▶ [Text to read]:
Merge pull request #477 from ArneBinder/fix/half_precision_model_tests

RainbowRivey · web-flow · commit 6d5a064249fb · 2025-08-04T17:26:52.000+02:00
Fix `test_annotation_pipeline` fails with half-precision-model=True
- adjust `test_annotation_pipeline`:
  - streamline the test (e.g. use `resolve()` etc.)
  - create individual test branches with individual expected scores for all combinations of `half_precision_ops` and `half_precision_model`
  - decrease absolute tolerance to `1e-6`
  - use `10e-2` as absolute tolerance when `half_precision_model` (reasoning: sing half_precision_model on cpu results in using dtype=torch.bfloat16 which has only 8 significant precision bits, so we use 10e-2 as absolute tolerance)
  - enable `torch.use_deterministic_algorithms` to make sure results are as reproducible as possible.
diff --git a/src/pytorch_ie/pipeline.py b/src/pytorch_ie/pipeline.py
@@ -481,6 +481,17 @@ def __call__(
 
         show_progress_bar = forward_params.pop("show_progress_bar", False)
         half_precision_ops = forward_params.pop("half_precision_ops", False)
+
+        # Torch documentation recommends: "When entering an autocast-enabled region, Tensors may be any type.
+        # You should not call half() or bfloat16() on your model(s) or inputs when using autocasting."
+        # (see https://docs.pytorch.org/docs/stable/amp.html#torch.autocast). So show a warning in this case.
+        if half_precision_ops:
+            if self.model.dtype == get_autocast_dtype(self.device.type):
+                logger.warning(
+                    "Using half precision operations with a model already in half precision. "
+                    "This is not recommended, as it may lead to unexpected results."
+                )
+
         model_outputs: List = []
         with torch.no_grad():
             with torch.autocast(device_type=self.device.type, enabled=half_precision_ops):
diff --git a/tests/pipeline/test_re_text_classification.py b/tests/pipeline/test_re_text_classification.py
@@ -1,7 +1,7 @@
 from dataclasses import dataclass
-from typing import Sequence
 
 import pytest
+import torch
 from pie_core import AnnotationLayer, annotation_field
 
 from pytorch_ie import AutoPipeline
@@ -11,6 +11,8 @@
 from pytorch_ie.pipeline import Pipeline
 from pytorch_ie.taskmodules import TransformerRETextClassificationTaskModule
 
+torch.use_deterministic_algorithms(True)

▶ [Extracted records]:
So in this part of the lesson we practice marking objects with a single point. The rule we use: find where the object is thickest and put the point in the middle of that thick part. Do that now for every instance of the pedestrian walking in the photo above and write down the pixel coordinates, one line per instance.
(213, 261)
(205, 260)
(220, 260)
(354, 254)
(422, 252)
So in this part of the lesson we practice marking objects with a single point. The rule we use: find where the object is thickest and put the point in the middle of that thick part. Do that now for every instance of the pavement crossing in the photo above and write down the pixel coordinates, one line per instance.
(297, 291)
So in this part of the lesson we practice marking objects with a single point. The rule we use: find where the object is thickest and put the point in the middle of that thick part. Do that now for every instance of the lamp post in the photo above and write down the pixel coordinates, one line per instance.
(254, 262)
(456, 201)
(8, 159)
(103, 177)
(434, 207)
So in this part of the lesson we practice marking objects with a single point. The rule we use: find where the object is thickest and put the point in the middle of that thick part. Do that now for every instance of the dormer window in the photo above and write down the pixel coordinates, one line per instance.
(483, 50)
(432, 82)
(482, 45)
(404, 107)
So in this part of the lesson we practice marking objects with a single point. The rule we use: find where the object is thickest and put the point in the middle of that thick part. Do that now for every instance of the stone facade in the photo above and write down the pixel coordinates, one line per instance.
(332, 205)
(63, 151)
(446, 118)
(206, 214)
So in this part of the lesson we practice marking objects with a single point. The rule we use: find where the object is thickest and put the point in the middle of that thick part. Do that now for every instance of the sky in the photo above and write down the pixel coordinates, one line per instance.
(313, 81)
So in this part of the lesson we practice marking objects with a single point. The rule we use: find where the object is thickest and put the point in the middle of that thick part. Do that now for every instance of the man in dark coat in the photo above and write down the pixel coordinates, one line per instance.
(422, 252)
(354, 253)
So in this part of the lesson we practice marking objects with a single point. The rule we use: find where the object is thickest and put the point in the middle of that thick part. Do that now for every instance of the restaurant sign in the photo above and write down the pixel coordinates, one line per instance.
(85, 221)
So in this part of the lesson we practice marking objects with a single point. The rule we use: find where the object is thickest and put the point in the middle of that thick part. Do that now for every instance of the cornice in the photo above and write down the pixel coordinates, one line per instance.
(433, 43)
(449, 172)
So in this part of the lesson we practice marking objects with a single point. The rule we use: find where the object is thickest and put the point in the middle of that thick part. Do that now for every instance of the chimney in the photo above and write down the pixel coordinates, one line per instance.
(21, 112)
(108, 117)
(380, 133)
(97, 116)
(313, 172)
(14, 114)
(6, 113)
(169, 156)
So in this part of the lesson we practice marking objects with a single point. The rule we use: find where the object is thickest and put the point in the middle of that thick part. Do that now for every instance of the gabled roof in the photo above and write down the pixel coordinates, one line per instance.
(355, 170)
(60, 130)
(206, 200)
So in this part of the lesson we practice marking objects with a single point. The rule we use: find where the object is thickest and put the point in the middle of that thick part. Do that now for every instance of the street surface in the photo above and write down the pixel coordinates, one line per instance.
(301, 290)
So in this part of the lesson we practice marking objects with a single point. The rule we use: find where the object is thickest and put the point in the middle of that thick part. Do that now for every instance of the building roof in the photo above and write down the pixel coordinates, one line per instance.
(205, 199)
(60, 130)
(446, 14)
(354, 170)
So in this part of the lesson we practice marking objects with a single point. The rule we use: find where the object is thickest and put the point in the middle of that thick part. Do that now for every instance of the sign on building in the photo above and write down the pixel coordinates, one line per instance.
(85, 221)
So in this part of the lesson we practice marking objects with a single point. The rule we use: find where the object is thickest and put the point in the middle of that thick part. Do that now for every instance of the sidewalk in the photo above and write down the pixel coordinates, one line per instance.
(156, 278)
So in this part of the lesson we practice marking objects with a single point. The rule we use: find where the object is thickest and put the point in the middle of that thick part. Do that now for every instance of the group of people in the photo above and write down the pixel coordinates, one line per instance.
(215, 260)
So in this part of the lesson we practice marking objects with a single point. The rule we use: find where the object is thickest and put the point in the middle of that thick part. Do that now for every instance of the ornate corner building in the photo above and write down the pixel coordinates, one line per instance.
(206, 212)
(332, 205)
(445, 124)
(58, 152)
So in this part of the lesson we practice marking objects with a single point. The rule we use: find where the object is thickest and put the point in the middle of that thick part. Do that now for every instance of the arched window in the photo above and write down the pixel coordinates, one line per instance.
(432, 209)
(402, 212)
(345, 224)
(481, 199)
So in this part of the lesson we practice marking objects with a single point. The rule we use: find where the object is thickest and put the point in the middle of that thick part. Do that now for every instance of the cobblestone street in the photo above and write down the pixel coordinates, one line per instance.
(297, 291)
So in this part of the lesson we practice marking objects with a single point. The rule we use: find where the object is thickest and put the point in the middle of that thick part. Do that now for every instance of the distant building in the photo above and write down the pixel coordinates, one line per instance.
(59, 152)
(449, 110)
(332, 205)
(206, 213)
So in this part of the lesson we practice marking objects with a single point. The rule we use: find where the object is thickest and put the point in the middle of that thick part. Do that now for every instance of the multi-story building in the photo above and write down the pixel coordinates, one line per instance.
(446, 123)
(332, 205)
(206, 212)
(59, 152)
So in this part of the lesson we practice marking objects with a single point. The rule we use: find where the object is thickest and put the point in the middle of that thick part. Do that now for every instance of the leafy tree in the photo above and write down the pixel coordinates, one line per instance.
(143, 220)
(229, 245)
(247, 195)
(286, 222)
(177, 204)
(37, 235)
* * *
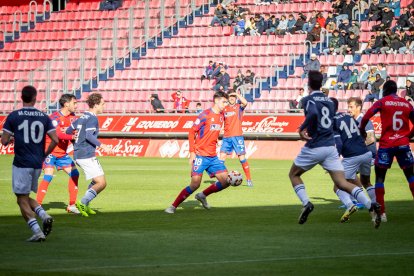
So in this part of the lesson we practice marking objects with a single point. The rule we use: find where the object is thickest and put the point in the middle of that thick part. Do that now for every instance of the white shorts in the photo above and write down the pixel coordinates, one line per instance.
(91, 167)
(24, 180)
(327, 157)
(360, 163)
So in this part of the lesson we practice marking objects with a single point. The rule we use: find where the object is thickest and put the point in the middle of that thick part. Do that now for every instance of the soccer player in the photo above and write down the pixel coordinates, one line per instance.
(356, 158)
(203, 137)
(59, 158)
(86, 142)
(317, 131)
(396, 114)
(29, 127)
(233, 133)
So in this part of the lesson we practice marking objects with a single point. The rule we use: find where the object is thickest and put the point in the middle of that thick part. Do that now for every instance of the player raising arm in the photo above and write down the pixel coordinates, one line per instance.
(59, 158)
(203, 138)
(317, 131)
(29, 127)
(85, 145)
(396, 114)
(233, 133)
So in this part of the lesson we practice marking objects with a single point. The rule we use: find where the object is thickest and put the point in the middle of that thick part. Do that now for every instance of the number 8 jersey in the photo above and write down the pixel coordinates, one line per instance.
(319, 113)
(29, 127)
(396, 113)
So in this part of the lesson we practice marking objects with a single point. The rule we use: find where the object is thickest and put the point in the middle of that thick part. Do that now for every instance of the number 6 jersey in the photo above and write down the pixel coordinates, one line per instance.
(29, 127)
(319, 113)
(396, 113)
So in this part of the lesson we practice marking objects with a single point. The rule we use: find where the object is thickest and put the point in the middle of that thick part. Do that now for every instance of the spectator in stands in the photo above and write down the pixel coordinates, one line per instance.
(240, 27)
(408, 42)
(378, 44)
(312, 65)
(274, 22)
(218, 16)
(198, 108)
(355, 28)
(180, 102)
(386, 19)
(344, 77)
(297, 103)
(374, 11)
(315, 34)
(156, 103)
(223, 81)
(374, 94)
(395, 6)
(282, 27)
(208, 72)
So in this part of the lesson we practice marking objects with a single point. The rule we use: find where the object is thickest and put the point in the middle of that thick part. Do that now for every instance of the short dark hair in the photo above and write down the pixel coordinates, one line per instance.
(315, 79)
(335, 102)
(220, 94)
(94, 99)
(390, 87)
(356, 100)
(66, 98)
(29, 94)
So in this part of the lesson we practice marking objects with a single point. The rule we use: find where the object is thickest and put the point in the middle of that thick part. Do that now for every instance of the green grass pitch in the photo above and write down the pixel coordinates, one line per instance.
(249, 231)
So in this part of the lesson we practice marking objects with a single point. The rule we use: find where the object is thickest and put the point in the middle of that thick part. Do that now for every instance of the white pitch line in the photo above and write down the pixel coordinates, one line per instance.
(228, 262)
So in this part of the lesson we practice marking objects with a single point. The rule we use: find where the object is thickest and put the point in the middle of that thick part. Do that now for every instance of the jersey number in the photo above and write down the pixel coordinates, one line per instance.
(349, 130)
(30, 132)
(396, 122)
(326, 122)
==
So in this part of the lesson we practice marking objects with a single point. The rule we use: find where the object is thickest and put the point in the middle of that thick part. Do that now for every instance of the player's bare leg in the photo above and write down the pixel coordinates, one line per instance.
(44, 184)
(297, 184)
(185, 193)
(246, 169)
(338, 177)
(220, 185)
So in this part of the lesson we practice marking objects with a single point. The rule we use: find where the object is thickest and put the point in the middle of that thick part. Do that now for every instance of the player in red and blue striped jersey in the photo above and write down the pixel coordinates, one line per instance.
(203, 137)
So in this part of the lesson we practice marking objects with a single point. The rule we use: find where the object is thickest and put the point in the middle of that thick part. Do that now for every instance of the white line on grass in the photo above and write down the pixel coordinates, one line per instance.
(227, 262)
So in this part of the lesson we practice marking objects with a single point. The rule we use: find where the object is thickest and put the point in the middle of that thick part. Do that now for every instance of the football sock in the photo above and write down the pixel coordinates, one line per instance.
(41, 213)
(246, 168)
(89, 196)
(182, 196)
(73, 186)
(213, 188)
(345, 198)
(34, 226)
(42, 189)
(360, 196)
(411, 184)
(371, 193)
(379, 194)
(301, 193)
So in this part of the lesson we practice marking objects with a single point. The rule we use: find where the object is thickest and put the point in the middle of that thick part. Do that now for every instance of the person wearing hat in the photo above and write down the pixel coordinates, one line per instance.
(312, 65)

▶ [Things to do]:
1. Please set down the commit text above word for word, beginning at the words "RainbowRivey · web-flow" and stopping after the words "as absolute tolerance)".
2. Answer these questions from the commit text above:
(a) To what value is the general absolute tolerance decreased?
(b) Which module is newly imported in the test file?
(c) What argument is passed to `torch.use_deterministic_algorithms`?
3. Continue the commit text from its last line.

▶ [Expected results]:
1.
RainbowRivey · web-flow · commit 6d5a064249fb · 2025-08-04T17:26:52.000+02:00
Fix `test_annotation_pipeline` fails with half-precision-model=True
- adjust `test_annotation_pipeline`:
  - streamline the test (e.g. use `resolve()` etc.)
  - create individual test branches with individual expected scores for all combinations of `half_precision_ops` and `half_precision_model`
  - decrease absolute tolerance to `1e-6`
  - use `10e-2` as absolute tolerance when `half_precision_model` (reasoning: sing half_precision_model on cpu results in using dtype=torch.bfloat16 which has only 8 significant precision bits, so we use 10e-2 as absolute tolerance)

2.
(a) `1e-6`
(b) `torch`
(c) `True`

3.
+
 
 @dataclass
 class ExampleDocument(TextDocument):
@@ -22,7 +24,9 @@ class ExampleDocument(TextDocument):
 @pytest.mark.parametrize("use_auto", [False, True])
 @pytest.mark.parametrize("half_precision_model", [False, True])
 @pytest.mark.parametrize("half_precision_ops", [False, True])
-def test_re_text_classification(use_auto, half_precision_model, half_precision_ops):
+def test_re_text_classification(use_auto, half_precision_model, half_precision_ops, caplog):
+
+    # set up the pipeline
     model_name_or_path = "pie/example-re-textclf-tacred"
     if use_auto:
         pipeline = AutoPipeline.from_pretrained(
@@ -45,39 +49,53 @@ def test_re_text_classification(use_auto, half_precision_model, half_precision_o
     assert pipeline.taskmodule.is_from_pretrained
     assert pipeline.model.is_from_pretrained
 
+    # create a document with entities
     document = ExampleDocument(
         "“Making a super tasty alt-chicken wing is only half of it,” said Po Bronson, general partner "
         "at SOSV and managing director of IndieBio."
     )
+    document.entities.append(LabeledSpan(start=65, end=75, label="PER"))
+    document.entities.append(LabeledSpan(start=96, end=100, label="ORG"))
+    document.entities.append(LabeledSpan(start=126, end=134, label="ORG"))
 
-    for start, end, label in [(65, 75, "PER"), (96, 100, "ORG"), (126, 134, "ORG")]:
-        document.entities.append(LabeledSpan(start=start, end=end, label=label))
+    # predict relations
+    with caplog.at_level("WARNING"):
+        pipeline(document, batch_size=2, half_precision_ops=half_precision_ops)
 
-    pipeline(document, batch_size=2, half_precision_ops=half_precision_ops)
-    relations: Sequence[BinaryRelation] = document["relations"].predictions
-    assert len(relations) == 3
+    # sort to get deterministic order
+    sorted_relations = sorted(document.relations.predictions)
 
-    rels = sorted(relations, key=lambda rel: (rel.head.start + rel.tail.start) / 2)
-
-    # Note: The scores are quite low, because the model is trained with the old version for the taskmodule,
-    # so the argument markers are not correct.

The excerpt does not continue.